* Begin DATA TO PROCESS *

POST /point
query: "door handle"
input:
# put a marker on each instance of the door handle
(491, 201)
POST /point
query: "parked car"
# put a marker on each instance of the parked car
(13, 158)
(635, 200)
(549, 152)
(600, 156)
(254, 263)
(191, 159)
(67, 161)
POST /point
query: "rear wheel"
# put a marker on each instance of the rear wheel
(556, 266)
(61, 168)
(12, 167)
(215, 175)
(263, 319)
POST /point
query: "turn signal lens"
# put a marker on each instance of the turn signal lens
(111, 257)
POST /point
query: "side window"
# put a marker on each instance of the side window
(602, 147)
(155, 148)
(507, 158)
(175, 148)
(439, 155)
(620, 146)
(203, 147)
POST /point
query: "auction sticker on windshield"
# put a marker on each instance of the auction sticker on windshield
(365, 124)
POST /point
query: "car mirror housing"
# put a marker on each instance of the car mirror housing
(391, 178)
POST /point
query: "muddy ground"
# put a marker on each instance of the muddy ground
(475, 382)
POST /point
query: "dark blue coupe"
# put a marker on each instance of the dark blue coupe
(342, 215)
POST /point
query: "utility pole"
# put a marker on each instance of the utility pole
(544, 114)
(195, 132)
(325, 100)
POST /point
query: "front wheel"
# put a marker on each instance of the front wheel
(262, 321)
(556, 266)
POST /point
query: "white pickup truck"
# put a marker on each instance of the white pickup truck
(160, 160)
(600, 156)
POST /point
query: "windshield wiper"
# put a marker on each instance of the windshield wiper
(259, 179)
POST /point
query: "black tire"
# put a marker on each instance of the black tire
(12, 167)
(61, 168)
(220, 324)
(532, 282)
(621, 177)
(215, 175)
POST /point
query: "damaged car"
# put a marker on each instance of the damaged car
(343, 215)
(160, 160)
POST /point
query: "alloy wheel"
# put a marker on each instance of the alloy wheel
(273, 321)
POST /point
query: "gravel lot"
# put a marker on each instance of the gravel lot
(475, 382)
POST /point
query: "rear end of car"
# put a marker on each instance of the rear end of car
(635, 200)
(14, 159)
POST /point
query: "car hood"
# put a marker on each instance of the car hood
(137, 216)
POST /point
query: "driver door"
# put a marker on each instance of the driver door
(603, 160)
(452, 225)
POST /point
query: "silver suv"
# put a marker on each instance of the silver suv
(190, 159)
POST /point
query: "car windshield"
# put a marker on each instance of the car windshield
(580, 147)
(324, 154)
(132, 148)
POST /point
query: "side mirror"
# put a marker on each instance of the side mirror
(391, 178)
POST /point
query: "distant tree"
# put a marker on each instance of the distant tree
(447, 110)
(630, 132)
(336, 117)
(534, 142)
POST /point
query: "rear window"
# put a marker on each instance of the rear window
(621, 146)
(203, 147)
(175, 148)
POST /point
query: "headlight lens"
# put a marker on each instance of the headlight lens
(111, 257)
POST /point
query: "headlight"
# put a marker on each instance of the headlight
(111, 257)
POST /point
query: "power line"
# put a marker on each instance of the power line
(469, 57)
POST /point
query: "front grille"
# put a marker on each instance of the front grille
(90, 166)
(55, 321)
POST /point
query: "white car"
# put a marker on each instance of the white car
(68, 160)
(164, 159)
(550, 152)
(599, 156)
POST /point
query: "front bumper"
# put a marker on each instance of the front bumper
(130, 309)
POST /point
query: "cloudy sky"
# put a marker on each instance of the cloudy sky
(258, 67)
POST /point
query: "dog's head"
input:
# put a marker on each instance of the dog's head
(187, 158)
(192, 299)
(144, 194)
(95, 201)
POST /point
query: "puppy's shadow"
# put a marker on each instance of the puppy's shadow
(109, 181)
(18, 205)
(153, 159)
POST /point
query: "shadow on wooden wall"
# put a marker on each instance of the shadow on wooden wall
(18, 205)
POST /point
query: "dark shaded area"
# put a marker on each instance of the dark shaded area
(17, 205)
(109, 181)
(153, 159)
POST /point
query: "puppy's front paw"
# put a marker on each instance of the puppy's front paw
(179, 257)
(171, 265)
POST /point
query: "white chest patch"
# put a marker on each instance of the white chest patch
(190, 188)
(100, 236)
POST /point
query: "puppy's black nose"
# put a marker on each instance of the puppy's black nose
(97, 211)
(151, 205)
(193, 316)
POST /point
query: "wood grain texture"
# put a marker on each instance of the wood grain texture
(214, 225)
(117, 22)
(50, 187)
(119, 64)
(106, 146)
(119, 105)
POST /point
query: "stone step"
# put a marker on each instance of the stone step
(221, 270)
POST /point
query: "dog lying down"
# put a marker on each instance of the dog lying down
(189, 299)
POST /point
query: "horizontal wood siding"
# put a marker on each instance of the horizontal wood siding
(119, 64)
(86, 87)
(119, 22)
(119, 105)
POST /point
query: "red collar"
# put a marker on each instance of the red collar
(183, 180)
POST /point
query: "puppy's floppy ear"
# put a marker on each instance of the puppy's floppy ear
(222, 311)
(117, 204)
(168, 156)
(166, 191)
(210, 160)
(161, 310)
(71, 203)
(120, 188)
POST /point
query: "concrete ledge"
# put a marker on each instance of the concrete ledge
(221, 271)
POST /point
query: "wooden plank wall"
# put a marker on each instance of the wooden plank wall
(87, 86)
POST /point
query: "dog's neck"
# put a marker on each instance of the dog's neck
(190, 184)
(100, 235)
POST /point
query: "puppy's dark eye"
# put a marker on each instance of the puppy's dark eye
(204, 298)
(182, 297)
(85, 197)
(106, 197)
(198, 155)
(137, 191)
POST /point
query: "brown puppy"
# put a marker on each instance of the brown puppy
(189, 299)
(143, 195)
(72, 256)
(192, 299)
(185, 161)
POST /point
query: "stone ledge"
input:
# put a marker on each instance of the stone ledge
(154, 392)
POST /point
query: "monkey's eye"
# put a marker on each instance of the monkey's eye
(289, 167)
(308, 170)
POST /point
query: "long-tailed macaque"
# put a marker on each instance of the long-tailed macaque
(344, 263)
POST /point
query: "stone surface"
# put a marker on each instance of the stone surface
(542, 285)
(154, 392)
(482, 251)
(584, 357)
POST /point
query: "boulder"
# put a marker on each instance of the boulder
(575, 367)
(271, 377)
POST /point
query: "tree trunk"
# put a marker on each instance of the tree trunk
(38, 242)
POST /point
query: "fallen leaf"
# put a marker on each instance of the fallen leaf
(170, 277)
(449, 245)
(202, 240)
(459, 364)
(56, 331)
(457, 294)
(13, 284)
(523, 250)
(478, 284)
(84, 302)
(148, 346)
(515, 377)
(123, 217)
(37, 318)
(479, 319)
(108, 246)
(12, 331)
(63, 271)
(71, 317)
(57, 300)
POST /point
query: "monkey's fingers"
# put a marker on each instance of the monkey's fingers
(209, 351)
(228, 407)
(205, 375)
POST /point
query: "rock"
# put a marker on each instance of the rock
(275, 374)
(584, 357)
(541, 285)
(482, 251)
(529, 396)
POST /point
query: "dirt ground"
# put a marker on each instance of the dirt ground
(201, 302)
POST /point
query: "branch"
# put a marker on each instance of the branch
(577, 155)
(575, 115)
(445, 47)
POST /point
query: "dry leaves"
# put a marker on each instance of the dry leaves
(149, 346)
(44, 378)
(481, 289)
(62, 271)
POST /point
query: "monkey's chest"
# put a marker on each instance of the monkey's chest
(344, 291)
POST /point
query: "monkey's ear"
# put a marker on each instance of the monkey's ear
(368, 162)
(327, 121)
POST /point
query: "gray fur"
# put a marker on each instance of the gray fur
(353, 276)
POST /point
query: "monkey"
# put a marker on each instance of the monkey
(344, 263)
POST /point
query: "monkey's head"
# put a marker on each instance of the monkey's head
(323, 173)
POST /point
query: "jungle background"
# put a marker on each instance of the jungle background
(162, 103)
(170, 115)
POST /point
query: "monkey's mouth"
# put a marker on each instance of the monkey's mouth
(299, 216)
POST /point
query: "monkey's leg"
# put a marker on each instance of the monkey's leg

* End DATA TO PROCESS *

Gather every line of the entries above that contains the word "boulder", and list each one in full.

query: "boulder"
# put a marker on each instance of the boulder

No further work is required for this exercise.